EXERCISE INSTRUCTIONS:
Return every line of the records below that contains the string "tree", treating uppercase and lowercase letters as different.

-- start of SUPPLIED MATERIAL --

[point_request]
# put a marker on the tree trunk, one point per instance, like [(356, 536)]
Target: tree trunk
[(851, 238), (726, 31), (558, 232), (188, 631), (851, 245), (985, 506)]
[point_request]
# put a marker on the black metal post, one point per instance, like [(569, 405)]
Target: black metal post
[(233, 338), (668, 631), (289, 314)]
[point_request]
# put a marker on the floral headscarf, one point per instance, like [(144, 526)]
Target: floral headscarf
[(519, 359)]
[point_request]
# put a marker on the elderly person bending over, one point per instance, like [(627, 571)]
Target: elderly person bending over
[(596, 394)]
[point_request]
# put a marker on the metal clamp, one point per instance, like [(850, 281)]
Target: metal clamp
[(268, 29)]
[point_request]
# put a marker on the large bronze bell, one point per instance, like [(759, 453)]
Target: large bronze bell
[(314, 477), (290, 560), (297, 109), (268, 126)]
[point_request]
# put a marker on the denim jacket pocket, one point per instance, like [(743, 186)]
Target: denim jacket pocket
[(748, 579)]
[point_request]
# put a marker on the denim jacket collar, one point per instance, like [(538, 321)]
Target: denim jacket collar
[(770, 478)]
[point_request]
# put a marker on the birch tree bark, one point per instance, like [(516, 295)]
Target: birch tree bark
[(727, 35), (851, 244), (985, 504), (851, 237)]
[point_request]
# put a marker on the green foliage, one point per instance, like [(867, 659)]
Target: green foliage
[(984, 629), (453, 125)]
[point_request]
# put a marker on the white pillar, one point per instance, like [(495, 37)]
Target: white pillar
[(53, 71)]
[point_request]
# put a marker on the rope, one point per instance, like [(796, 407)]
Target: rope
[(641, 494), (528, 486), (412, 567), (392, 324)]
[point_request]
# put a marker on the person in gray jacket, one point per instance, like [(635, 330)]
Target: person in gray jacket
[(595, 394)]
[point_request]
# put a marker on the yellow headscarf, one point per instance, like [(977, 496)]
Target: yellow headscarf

-- end of SUPPLIED MATERIAL --

COMPLETE ANSWER:
# put a marker on the tree trunk, one point per instance, like [(356, 536)]
Target: tree trunk
# put a marker on the birch tree bark, one point per instance, like [(516, 295)]
Target: birch tree bark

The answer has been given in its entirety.